*To do*: Provide the data again in its entirety, exactly as given.
## Begin
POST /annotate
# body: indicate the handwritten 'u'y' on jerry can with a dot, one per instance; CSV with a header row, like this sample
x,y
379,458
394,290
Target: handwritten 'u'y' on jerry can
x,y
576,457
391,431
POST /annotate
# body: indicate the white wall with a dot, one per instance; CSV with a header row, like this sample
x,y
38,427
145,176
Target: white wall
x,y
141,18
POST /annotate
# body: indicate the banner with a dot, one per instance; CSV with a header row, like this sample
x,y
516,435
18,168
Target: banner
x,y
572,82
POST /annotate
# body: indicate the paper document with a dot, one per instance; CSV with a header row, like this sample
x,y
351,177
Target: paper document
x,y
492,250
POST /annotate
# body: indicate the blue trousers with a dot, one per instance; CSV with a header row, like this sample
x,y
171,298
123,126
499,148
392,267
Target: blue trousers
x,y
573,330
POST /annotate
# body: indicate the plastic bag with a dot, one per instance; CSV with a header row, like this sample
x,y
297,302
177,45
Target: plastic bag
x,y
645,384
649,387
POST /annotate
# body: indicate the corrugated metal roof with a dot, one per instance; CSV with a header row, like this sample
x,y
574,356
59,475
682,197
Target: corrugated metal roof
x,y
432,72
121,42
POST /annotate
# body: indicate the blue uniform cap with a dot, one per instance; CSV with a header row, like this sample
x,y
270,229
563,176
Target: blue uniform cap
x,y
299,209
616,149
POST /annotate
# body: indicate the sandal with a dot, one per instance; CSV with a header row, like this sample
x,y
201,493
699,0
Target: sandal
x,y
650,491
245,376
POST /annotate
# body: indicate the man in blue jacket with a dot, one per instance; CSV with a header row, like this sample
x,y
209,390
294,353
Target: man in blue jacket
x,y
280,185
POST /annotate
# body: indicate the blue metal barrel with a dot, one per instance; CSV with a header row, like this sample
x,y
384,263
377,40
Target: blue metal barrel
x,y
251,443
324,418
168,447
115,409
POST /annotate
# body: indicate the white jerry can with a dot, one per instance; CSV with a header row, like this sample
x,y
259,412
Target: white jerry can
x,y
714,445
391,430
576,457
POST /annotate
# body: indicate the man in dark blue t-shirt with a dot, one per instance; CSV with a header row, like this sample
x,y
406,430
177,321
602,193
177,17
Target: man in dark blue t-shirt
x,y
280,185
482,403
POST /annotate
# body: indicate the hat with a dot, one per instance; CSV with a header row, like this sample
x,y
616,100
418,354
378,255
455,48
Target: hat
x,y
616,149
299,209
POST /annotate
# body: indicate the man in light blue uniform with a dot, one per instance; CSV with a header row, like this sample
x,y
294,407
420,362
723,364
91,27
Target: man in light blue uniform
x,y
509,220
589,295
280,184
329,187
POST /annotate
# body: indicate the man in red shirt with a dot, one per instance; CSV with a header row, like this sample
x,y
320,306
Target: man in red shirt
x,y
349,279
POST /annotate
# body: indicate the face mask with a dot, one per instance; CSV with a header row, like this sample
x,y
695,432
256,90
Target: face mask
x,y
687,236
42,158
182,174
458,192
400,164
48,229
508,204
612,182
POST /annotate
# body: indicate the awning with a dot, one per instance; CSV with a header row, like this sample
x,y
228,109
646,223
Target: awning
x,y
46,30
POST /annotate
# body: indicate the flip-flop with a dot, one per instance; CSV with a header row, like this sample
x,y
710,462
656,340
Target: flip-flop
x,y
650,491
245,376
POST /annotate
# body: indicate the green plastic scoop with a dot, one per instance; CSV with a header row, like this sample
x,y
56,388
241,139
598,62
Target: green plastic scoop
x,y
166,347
## End
*The completed task*:
POST /annotate
# body: indicate the handwritten 'u'y' on jerry can with a dot, one per instance; CSV with a header row, like this sample
x,y
379,458
394,290
Target: handwritten 'u'y' on jerry can
x,y
576,457
391,431
POST /annotate
# body: indicate the white wall with a dot, one per instance; CSV with a header row, like this sample
x,y
38,427
145,176
Target: white wall
x,y
141,18
POST /annotate
# body: indicate the banner with a dot, one per instance; CSV with a header row, like this sample
x,y
516,435
18,168
Target: banner
x,y
572,82
POST /annotate
# body: indicate the paper document with a dot, one per instance; CSV with a header row, like this sample
x,y
351,177
Target: paper document
x,y
492,250
POST /annotate
# body: indicate the blue trousers with a dot, one per instance; CSV with a header row, like this sample
x,y
171,298
123,126
499,148
392,267
Target: blue trousers
x,y
573,330
POST /annotate
# body: indicate the plastic bag with a dot, one per instance; CSV with a header row, like this sample
x,y
297,302
177,45
Target: plastic bag
x,y
645,384
649,387
POST /annotate
# body: indicate the corrugated metal roof with a dot, one per instance; CSV with a header row, like this sample
x,y
574,356
59,475
682,197
Target: corrugated metal roof
x,y
432,72
121,42
POST /annotate
# body: indicate the blue uniform cap with a dot, one per instance; CSV with a header row, like this sample
x,y
270,229
563,176
Target: blue uniform cap
x,y
299,209
616,149
POST /annotate
# body: indicate the sandal with a dot, one per instance; CSV with a header row, like this sample
x,y
201,493
699,0
Target: sandal
x,y
650,491
245,376
POST /annotate
# body: indicate the man in blue jacket with a dot, one per instance; CSV with a header row, like this sample
x,y
209,390
294,353
Target: man in blue jacket
x,y
280,185
POST /annotate
# body: indicate the blue metal barrel with a dot, one per instance; CSV with a header row, like this sample
x,y
384,263
377,40
Target: blue metal barrel
x,y
251,443
324,418
168,447
115,409
POST /annotate
# body: indicate the white jerry can with a dot, one per instance; CSV with a header row, like this sample
x,y
259,412
Target: white jerry can
x,y
714,445
391,430
576,457
POST /annotate
# body: indicate the man in dark blue t-shirt with a dot, one per instance; CSV with a header row, like this sample
x,y
406,430
177,321
602,193
177,17
Target: man in dark blue t-shirt
x,y
280,185
482,403
POST /annotate
# body: indicate the hat with a dot, one per instance; CSV with a header row, like this sample
x,y
616,100
418,354
378,255
455,48
Target: hat
x,y
616,149
299,209
POST /annotate
# body: indicate the man in light blue uniform with a dot, one per instance; CSV with a header row, like this sample
x,y
294,407
420,362
723,364
91,27
Target: man in light blue uniform
x,y
509,220
589,295
280,184
329,187
POST /annotate
# body: indicate the man in red shirt with a dot, one per instance; CSV with a header row, like this sample
x,y
320,306
Target: man in red shirt
x,y
349,279
POST /annotate
# body: indicate the face mask with a dot, one per instance; CSV with a header row, like this sample
x,y
695,432
256,90
Target: face mask
x,y
687,236
42,158
182,174
458,192
400,164
48,229
508,204
612,182
POST /annotate
# body: indicate the awning with a dot, one per instance; CSV with a header row, like this sample
x,y
228,109
646,223
Target: awning
x,y
46,30
POST /annotate
# body: indicate the flip-flop with a dot, one per instance; CSV with a header row, like this sample
x,y
710,462
656,340
Target: flip-flop
x,y
650,491
245,376
POST /annotate
# body: indicate the green plastic scoop with a dot, one per instance; CSV with a header row, like this sample
x,y
56,388
241,139
598,62
Target: green plastic scoop
x,y
166,347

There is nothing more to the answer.